| Directions for this task |
Identify every line in the records below that contains the string "basketball", and copy each such line. Matching is case-sensitive.

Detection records
──────

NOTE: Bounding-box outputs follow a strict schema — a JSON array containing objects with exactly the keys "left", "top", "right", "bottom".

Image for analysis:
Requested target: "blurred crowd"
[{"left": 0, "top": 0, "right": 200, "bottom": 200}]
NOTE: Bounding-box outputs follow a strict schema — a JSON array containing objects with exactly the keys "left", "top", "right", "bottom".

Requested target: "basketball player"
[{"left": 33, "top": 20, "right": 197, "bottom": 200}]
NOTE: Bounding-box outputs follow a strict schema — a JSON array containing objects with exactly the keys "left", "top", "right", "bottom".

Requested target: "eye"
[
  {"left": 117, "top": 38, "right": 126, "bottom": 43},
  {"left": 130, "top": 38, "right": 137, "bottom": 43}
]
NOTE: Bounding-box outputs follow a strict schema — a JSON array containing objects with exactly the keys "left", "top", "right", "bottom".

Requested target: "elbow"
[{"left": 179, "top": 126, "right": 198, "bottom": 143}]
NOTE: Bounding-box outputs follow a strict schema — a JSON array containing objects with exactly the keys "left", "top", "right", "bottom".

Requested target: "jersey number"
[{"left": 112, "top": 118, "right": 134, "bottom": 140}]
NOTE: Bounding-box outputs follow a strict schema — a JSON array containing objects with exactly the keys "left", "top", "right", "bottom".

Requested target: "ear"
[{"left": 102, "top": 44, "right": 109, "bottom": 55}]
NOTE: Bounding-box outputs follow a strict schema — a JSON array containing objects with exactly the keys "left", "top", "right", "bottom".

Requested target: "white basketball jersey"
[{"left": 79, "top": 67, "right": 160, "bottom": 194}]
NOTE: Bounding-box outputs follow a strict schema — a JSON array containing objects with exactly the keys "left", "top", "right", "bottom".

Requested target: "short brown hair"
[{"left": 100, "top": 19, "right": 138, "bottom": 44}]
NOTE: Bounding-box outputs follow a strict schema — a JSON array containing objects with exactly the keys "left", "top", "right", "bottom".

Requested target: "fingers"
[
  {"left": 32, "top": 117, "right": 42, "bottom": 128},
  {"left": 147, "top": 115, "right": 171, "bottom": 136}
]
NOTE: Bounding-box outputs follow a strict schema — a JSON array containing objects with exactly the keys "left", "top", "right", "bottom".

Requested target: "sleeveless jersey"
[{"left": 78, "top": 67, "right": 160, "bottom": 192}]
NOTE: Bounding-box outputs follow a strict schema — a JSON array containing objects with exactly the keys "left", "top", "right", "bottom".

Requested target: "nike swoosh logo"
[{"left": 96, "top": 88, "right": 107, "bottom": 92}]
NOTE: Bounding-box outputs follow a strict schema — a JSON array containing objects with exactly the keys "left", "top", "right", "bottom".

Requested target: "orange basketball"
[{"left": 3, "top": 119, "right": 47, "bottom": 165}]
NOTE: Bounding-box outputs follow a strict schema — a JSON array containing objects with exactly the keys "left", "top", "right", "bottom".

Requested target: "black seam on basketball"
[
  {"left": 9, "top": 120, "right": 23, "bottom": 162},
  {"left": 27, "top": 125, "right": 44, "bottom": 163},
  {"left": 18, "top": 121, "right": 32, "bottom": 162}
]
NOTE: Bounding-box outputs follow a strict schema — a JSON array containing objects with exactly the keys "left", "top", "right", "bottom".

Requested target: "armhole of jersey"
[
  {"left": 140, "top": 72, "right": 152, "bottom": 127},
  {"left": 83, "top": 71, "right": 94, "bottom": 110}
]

──────

| Answer for this exercise |
Requested target: "basketball player"
Requested target: "white basketball jersey"
Requested target: "orange basketball"
Requested target: "black seam on basketball"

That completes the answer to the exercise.